Gegeven tekst:
Vanaf 944 mag de rijksvrije abdij zijn eigen munten slaan en mede hierdoor kan zich onder aan de Schlossberg een handelsstad ontwikkelen met tolvrijheid in het gehele Duitse Rijk, wat bijdraagt aan de voorspoed van Quedlinburg. In de 12e eeuw wordt een nieuwe stad aangelegd buiten de stadsmuur met een geometrisch stratenpatroon: de Neustadt. Deze voorstad gaat in 1330 in Quedlinburg op en het geheel wordt met een nieuwe stadsmuur omringd. Later sluit de stad zich aan bij Niedersächsischen Städtebund, die in 1426 opgaat in de Hanze. Hanzestad Quedlinburg gaat zich steeds meer als een vrije rijksstad gedragen, wat ook blijkt uit de rijksadelaar die in deze periode in het stadswapen verschijnt. In 1477 moet Quedlinburg na een gewapend conflict het Hanzeverbond verlaten. Het blijft de stad economisch voor de wind gaan, zeker na de Dertigjarige Oorlog. Uit deze periode dateren de meeste van de bewaard gebleven vakwerkhuizen.

De abdij, sinds 1477 in handen van het Keurvorstendom Saksen, wordt in 1697 verkocht aan het Keurvorstendom Brandenburg. Met het Reichsdeputationshauptschluss in 1803 wordt het abdijvorstendom Quedlinburg opgeheven en gaan de gebouwen op de Schlossberg over in Pruisische handen. Tussen 1807 en 1813 maakt Quedlinburg deel uit van het Napoleontische Koninkrijk Westfalen. In Nazi-Duitsland wordt de Middeleeuwse geschiedenis van Quedlinburg aangegrepen voor propagandadoeleinden van de Derde Rijk ideologie. Maar Quedlinburg ontkomt tijdens WOII aan zware bombardementen en de historische binnenstad blijft gespaard. Toch raakt Quedlinburg in de periode dat het bij Oost-Duitsland hoort, sterk verwaarloosd. Maar na de Duitse hereniging in 1990 is langzamerhand weer geld beschikbaar gekomen voor restauratie en staat nu op de werelderfgoedlijst van de UNESCO.

Verzamelde gegevens:
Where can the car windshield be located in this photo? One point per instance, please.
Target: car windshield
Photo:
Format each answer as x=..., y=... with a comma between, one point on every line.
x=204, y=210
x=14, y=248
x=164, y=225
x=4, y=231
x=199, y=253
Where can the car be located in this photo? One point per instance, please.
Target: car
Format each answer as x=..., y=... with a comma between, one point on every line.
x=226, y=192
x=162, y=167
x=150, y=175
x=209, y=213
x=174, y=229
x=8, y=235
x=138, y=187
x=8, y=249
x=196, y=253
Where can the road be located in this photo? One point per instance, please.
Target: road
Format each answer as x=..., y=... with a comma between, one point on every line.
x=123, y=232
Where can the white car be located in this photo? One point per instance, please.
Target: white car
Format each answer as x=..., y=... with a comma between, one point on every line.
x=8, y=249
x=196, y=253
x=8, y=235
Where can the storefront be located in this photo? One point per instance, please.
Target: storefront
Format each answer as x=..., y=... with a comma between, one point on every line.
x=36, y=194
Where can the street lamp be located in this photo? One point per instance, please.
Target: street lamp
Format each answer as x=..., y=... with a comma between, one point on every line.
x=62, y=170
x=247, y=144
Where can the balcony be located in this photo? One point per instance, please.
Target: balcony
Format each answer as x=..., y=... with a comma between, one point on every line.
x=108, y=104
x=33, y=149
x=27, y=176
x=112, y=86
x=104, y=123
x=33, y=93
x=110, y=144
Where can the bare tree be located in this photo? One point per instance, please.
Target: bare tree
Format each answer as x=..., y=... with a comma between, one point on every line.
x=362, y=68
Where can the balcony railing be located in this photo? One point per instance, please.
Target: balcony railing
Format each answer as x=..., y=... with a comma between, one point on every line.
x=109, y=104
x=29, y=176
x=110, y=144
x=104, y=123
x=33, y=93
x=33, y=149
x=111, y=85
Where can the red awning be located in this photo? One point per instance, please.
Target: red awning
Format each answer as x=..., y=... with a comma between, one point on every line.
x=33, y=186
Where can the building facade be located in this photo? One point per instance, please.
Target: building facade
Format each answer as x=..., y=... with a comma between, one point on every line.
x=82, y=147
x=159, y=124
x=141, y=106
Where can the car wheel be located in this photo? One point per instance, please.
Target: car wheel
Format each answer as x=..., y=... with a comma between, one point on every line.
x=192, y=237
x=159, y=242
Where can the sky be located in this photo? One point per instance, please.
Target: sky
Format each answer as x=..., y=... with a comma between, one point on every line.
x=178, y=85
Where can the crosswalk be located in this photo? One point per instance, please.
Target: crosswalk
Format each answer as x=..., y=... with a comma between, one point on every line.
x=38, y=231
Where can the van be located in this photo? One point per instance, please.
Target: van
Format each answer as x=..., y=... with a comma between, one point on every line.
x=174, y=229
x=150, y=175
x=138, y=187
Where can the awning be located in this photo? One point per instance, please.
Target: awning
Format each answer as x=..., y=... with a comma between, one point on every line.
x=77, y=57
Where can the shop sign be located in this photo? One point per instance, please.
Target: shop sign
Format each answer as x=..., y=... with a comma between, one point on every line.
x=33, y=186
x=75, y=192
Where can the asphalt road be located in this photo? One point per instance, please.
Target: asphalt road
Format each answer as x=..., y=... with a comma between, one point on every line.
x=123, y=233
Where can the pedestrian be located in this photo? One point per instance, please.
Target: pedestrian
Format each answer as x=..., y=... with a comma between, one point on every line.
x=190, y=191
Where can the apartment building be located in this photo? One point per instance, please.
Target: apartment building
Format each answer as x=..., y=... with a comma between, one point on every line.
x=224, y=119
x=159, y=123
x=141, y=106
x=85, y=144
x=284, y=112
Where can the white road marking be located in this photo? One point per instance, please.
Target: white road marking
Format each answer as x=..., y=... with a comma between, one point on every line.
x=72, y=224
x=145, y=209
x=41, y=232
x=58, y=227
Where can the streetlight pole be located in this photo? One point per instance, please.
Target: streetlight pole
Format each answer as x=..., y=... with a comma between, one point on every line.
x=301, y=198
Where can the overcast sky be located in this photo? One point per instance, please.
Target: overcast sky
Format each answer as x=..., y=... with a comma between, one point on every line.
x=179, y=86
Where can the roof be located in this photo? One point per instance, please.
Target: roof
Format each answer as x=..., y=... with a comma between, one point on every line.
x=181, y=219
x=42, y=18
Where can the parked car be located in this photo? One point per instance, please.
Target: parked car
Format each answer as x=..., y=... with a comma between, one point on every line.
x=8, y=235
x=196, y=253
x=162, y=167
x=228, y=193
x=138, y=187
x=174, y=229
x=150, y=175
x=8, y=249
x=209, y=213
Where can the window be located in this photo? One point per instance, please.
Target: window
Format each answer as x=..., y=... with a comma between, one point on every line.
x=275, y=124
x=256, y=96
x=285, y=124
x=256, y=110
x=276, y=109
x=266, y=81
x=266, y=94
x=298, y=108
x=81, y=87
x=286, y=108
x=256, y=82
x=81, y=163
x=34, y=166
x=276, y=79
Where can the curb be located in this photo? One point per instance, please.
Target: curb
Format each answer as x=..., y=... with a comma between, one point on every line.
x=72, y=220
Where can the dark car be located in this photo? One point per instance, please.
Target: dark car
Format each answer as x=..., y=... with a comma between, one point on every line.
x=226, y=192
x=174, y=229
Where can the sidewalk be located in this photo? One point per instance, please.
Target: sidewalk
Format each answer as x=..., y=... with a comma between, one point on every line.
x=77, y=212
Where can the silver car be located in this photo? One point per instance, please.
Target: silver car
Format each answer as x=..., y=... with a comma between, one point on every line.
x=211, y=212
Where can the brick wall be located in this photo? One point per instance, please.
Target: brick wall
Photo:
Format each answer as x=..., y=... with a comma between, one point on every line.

Opdrachten:
1/ Kloppen de volgende beweringen volgens de tekst over Quedlinburg? Geef per bewering ja of nee en citeer de woorden uit de tekst die de doorslag geven.
(a) De Neustadt werd in 1330 een deel van Quedlinburg.
(b) Quedlinburg werd tijdens de Tweede Wereldoorlog zwaar gebombardeerd.
(c) De abdij werd in 1697 verkocht aan het Keurvorstendom Saksen.
2/ Zet de tekst over de geschiedenis van Quedlinburg voort, te beginnen na de laatste zin.

Antwoorden:
1/
(a) Ja: "Deze voorstad gaat in 1330 in Quedlinburg op"
(b) Nee: "Maar Quedlinburg ontkomt tijdens WOII aan zware bombardementen en de historische binnenstad blijft gespaard."
(c) Nee: "wordt in 1697 verkocht aan het Keurvorstendom Brandenburg"

2/
ROUTEBESCHRIJVING QUEDLINBURG

We starten onze stadswandeling aan de Turnstrasse, waar een grote parkeerplaats met ondergrondse parkeergelegenheid een ideaal vertrekpunt is. Deze plek ligt direct naast het bankgebouw van de Kreissparkasse. Langs deze bank lopend, komen we op de splitsing van de Turnstrasse met de Adelheidstrasse. Hier vinden we een opvallend kunstwerk: de Heinrich Brunnen van de Quedlinburger kunstenaar Jochen Müller (2007). Het uitgebeelde tafereel geeft de legende weer van de eerste Duitse Keizer Hendrik 1 (876-936), Hertog van Saksen, bekend als Hendrik de Vogelaar. Als fervent vogelvanger op de Finkenherd in Quedlinburg krijgt hij in 919 het bericht dat hij tot Duitse koning is gekozen. Hertog Eberhard van Franken zet hem volgens die legende persoonlijk de kroon op. Maar het lijkt alsof Hendrik meer geïnteresseerd is in het vangen van de vogels dan in de koningskroon. De Rooms-katholieke kerk in de persoon van de bisschop, met zijn afwijzend handgebaar, is niet tevreden. Enigszins op de achtergrond staat op een lager niveau een vertegenwoordigster van het gewone volk. Deze boerin wendt zich met lege handen af, als teken van sociale tegenstelling. De geschiedschrijver lijkt weinig aandacht te besteden aan wat zich achter zijn rug afspeelt.

© L.A.W.V.VIA-VIA
Quedlinburg - Beeldengroep van de kroning Hendrik I door de Quedlinburger Jochen Müller (2007)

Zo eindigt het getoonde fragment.